(Text block):
* begin *
Because Trev the fact is we do not need anywhere near police presence that is needed in the UK.

Crimes agains Mhomes/Carvans of course happen, but are very very low. Almost unrecordable. The level of crime on the costa's again is very low. I would bet any amount with anyone to show crimes at say Fuengirola are even level with those at Blackpool. As for crime inland.... :lol:

Problem is that you will of course hear the bad things on a site like this [Long live MHF]. When was the last time you saw a post that started and finished.............."I have just returned from a trouble free and great holiday in Spain"............don't make much of a read does it :roll:

I live in a town/village of around 24.000 [8% non Spanish]. We have just taken on more police, that makes it 11 officers. YES, just 11 offices. We know them all as they work day-shift.....never see them at night, no need :wink: Last evening the massive week long festival drew to a close......finished around 2.30 am. Over the week thousands and thousands attended......In the early hours I enjoyed a beer and tapas sitting with FAMILIES, teenages and the elderly. I have no need to scan the local papers for scare stories next week. I KNOW there would have been nothing crimewise to get worked up about.
* end *
(Given data):
* begin *
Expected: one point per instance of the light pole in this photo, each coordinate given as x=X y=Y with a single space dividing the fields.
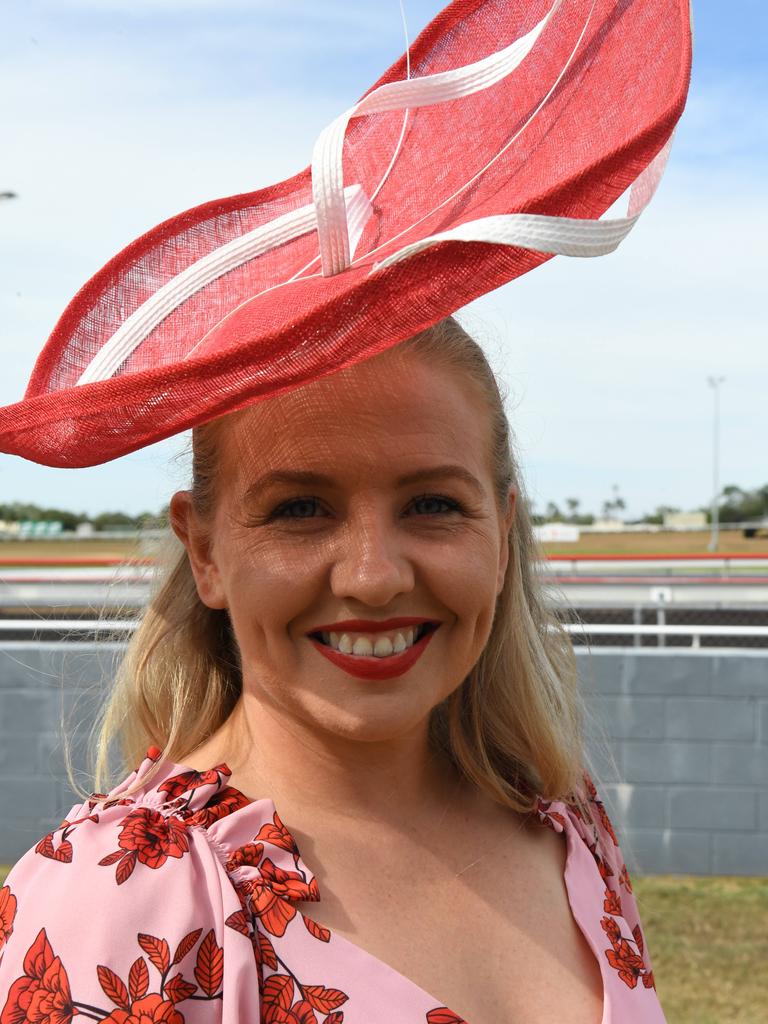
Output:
* end *
(What to work on):
[1] In the forum post about crime in Spain, write out word for word the part that begins with the words "I live in a" and ends with "worked up about.".
[2] Carry on the forum post about crime in Spain, starting right after its last sentence.

(Task results):
[1]
I live in a town/village of around 24.000 [8% non Spanish]. We have just taken on more police, that makes it 11 officers. YES, just 11 offices. We know them all as they work day-shift.....never see them at night, no need :wink: Last evening the massive week long festival drew to a close......finished around 2.30 am. Over the week thousands and thousands attended......In the early hours I enjoyed a beer and tapas sitting with FAMILIES, teenages and the elderly. I have no need to scan the local papers for scare stories next week. I KNOW there would have been nothing crimewise to get worked up about.

[2]
Next week, close by, we have a biker festival. It draws upwards of 24.000 bikers.......can't wait :lol:

As I am bored at the moment.......waiting for the pool to filter :roll:

Crime figures..............per cap 100.000

Car theft 
Spain ..... UK
3.336 ..... 5.605

Assaults
2.402 ......7.509

Burglary
.0591 ......13.832


----------



## 98452 (Apr 2, 2006)

11 cops on the beat can do far more that 100 cops tied to desks and being force to achieve pointless targets.


----------



## asprn (Feb 10, 2006)

*Re: Annoying*

Detourer,

An extremely informative post, if I may say so. The crime figures comparisons say it all.

In Gainsborough (Lincs), the population is 17,500 & it's fair to say that it suffers from a lot of crime, mainly assaults, thefts/burglaries & drugs (not regarded as a nice place to live). Our force's Minimum Strength policy dictates that only 4 officers need be on duty at any given point, day or night, and that generally is how many there are. As soon as anyone gets a prisoner, they're then committed & off the street, and there are often only two officers left, sometimes one, and sometimes even none. There are no nearby towns to draft others in to cover, and the great game of Chance is then played, in the hope that no urgent jobs come in. "Routine" stuff just isn't resourced, and callers are told there's no-one available, & that we'll get to them when we can - either later in the day or tomorrow.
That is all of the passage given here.